— Start Material to process —

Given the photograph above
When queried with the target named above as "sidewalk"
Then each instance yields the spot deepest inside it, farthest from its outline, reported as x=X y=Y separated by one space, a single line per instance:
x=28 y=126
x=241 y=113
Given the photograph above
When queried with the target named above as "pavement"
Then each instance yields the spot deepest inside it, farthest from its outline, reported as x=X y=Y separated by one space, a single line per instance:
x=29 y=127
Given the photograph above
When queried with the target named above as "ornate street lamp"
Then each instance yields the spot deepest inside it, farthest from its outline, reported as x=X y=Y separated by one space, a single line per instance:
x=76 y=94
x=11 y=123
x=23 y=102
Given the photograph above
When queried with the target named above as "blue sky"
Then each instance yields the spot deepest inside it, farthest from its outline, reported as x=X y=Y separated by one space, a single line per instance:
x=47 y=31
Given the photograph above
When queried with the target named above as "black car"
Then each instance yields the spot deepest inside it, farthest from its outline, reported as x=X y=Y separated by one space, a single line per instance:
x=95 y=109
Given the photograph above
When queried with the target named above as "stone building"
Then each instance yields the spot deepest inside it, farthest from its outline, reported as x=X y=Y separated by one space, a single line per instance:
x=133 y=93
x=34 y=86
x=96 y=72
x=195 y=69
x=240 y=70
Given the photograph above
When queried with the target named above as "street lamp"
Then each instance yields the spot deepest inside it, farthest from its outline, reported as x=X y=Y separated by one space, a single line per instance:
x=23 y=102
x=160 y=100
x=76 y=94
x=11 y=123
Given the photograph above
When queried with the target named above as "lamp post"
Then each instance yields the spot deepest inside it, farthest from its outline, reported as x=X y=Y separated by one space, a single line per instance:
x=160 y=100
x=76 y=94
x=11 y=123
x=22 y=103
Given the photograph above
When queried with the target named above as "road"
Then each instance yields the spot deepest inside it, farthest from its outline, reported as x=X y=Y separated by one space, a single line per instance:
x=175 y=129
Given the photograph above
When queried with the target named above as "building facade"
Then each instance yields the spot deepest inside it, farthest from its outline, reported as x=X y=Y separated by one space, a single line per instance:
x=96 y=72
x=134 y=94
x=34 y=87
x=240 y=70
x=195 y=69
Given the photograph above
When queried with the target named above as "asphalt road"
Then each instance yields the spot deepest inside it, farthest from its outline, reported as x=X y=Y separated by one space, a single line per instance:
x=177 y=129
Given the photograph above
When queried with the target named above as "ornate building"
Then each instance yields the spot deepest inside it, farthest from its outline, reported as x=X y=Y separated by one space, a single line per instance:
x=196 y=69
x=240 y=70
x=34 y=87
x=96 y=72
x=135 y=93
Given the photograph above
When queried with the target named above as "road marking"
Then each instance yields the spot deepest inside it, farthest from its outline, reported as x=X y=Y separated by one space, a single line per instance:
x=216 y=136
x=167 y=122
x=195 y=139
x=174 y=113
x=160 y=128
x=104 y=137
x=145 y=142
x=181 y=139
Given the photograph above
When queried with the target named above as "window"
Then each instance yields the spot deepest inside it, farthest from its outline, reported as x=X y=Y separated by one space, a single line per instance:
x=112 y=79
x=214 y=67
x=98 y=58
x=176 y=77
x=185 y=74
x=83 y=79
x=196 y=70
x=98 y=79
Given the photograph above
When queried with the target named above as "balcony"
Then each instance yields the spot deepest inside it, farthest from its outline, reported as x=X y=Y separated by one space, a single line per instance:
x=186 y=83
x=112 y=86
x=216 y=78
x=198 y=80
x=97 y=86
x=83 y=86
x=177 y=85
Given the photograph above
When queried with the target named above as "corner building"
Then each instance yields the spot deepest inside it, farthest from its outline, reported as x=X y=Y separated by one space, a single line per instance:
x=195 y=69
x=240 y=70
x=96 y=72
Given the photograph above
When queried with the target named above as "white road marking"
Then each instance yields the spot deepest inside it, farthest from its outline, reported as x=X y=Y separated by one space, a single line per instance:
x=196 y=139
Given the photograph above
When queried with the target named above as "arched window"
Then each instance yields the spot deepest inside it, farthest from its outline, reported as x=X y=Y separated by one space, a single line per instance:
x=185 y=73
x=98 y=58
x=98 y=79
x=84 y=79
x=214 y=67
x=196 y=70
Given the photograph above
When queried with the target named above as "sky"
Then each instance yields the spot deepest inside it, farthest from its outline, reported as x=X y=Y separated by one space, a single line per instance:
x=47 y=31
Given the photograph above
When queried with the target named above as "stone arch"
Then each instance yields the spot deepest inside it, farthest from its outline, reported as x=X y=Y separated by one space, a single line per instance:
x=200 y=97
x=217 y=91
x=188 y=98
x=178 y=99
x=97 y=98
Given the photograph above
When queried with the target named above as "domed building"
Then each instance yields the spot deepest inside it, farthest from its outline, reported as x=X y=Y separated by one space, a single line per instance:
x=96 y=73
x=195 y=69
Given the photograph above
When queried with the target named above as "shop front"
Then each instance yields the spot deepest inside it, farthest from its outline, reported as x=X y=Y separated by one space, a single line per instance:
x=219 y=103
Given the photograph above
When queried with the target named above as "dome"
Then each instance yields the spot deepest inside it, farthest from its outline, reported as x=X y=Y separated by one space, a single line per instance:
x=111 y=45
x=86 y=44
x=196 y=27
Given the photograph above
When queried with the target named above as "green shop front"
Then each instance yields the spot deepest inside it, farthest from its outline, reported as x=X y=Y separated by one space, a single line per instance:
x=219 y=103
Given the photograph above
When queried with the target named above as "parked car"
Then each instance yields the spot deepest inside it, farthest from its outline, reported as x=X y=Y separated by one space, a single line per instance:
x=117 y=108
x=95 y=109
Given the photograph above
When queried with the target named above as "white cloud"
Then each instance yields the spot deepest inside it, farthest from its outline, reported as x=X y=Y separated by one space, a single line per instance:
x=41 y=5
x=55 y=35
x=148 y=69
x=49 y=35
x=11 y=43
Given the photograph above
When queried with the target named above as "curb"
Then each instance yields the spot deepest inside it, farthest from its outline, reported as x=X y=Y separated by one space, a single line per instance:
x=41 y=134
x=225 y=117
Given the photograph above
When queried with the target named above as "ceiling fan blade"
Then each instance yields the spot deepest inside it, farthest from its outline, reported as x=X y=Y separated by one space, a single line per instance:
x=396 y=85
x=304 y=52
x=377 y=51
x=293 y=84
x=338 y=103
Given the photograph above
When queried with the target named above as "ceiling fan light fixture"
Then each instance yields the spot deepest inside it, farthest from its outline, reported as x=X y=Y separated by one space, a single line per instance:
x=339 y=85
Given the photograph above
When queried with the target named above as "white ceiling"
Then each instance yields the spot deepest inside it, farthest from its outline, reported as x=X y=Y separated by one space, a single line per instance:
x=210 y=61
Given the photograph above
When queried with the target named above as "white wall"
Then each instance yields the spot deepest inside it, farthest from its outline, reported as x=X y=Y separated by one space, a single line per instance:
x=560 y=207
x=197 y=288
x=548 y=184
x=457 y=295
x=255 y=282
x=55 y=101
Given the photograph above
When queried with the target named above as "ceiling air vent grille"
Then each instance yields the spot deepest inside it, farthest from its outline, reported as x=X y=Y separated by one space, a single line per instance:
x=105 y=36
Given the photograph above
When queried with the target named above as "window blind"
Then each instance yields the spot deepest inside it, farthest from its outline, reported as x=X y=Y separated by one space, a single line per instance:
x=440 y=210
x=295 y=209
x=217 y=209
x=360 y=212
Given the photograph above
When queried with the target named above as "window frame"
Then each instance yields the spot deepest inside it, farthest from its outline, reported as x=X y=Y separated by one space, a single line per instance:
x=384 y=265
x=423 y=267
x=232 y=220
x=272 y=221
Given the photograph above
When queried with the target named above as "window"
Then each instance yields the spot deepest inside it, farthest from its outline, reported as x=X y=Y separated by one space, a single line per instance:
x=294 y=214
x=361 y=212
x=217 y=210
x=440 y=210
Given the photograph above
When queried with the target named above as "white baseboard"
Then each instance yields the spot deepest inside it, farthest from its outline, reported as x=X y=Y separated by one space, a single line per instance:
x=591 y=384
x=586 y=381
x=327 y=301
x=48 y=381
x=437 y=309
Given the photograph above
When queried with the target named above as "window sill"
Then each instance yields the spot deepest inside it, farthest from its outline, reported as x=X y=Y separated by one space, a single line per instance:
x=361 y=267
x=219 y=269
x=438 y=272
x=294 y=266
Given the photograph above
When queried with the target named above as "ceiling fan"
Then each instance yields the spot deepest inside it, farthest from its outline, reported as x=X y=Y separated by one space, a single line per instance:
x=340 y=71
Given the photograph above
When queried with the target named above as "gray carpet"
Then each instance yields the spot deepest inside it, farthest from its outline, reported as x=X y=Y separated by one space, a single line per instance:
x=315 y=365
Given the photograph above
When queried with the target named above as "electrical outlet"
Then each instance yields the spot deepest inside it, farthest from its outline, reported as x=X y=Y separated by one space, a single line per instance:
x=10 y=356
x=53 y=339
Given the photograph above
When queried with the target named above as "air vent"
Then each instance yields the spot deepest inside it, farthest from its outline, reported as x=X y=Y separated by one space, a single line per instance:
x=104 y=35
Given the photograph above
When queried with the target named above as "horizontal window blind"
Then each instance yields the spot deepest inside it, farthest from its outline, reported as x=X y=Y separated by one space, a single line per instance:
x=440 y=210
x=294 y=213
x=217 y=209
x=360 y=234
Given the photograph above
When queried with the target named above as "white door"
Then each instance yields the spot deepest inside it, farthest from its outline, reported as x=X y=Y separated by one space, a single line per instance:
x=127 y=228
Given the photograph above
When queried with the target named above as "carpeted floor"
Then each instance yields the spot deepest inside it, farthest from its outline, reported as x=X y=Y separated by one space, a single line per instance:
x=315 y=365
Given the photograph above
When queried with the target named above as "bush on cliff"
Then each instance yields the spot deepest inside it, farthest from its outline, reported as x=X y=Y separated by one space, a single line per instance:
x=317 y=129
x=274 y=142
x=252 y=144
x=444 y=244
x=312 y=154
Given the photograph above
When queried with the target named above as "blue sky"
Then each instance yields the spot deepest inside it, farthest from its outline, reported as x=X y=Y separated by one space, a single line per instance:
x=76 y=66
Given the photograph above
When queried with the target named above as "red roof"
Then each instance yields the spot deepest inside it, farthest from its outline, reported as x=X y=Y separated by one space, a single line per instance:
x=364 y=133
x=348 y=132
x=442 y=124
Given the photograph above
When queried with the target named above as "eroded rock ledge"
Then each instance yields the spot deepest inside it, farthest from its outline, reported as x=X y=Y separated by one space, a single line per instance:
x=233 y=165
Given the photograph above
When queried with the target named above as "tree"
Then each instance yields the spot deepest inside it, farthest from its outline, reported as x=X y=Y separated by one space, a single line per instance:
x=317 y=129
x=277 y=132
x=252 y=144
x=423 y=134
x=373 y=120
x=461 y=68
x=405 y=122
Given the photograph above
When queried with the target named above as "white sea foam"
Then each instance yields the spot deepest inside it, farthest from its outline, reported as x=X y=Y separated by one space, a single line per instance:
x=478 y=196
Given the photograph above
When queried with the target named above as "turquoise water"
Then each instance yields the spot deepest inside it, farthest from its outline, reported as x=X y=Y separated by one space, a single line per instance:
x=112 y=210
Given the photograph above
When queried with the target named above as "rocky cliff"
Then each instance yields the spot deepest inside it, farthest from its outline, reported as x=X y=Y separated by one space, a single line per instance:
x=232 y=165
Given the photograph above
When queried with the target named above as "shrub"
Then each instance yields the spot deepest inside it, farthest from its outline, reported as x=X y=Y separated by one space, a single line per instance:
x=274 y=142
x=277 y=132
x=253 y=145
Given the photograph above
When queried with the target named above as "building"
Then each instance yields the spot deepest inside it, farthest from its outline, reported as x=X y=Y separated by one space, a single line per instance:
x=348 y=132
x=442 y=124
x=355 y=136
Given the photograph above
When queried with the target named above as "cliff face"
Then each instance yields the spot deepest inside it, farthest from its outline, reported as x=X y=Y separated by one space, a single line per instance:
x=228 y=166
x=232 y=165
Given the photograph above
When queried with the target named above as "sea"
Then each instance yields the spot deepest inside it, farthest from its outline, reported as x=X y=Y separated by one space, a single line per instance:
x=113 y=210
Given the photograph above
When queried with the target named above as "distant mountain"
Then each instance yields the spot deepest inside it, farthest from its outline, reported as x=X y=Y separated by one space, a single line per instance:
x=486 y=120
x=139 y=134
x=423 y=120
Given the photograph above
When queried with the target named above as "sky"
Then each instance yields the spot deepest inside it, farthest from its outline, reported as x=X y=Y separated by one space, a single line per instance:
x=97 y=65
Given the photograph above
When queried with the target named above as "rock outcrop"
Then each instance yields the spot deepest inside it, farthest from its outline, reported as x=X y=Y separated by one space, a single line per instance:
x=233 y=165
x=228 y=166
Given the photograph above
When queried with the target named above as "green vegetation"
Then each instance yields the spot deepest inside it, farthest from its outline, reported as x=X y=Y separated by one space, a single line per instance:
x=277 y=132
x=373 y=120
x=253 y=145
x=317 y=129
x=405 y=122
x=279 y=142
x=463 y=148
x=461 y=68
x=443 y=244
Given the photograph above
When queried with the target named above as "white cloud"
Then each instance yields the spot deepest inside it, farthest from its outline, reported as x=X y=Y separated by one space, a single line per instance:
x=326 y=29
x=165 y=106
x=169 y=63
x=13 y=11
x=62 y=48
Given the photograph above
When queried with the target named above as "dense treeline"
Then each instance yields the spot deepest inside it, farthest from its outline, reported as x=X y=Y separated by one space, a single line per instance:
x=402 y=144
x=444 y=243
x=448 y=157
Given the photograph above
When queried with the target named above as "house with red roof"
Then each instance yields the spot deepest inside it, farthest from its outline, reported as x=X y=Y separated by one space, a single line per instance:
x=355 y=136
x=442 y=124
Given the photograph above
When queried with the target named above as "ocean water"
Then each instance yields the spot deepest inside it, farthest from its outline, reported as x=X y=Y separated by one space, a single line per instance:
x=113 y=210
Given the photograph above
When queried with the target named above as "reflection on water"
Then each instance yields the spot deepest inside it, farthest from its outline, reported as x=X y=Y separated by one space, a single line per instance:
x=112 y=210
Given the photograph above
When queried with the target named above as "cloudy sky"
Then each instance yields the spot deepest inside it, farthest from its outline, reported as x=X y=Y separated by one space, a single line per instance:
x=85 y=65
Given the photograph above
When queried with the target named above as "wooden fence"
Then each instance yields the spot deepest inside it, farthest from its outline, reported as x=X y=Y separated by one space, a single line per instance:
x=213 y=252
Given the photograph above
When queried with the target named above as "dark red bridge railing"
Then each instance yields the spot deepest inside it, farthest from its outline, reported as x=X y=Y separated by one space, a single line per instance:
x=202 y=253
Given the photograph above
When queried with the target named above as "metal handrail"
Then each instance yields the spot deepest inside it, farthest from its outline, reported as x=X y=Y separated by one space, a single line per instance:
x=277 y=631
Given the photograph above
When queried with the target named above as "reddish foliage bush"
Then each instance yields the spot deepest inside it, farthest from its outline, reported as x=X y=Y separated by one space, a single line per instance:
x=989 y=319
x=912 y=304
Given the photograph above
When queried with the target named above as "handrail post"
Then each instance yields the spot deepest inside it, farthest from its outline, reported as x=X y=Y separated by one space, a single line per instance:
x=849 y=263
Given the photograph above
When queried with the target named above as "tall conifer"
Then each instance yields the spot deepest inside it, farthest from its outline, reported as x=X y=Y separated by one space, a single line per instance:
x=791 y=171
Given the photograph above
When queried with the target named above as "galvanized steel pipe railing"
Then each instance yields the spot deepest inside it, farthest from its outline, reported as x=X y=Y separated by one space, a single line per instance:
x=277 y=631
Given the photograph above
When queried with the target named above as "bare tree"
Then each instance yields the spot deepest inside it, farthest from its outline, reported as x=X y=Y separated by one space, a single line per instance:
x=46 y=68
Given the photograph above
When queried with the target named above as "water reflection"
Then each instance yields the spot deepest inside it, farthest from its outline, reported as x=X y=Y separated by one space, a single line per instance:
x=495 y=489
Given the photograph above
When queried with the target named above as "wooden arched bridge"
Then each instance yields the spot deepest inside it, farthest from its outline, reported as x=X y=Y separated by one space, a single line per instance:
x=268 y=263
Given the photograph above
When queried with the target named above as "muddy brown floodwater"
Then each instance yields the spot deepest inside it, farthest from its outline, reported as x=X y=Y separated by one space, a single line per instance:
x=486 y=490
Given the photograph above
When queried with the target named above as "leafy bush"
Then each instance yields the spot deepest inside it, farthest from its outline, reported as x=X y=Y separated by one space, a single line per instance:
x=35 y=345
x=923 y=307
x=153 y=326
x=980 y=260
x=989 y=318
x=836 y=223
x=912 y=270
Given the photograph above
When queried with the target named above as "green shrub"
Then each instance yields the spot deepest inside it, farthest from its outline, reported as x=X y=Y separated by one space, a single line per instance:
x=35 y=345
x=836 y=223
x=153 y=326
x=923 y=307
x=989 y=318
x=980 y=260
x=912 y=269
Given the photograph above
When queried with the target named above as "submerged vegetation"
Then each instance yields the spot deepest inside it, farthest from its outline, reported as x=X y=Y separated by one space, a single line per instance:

— End Material to process —

Direction
Repeat the data word for word, from the very start through the line that contains "x=241 y=113", including that line.

Full solution
Given the photograph above
When queried with the target named above as "sidewalk"
Then each instance yields the spot deepest inside it, farthest from its outline, reported as x=X y=Y separated by one space, a single line per instance:
x=28 y=126
x=241 y=113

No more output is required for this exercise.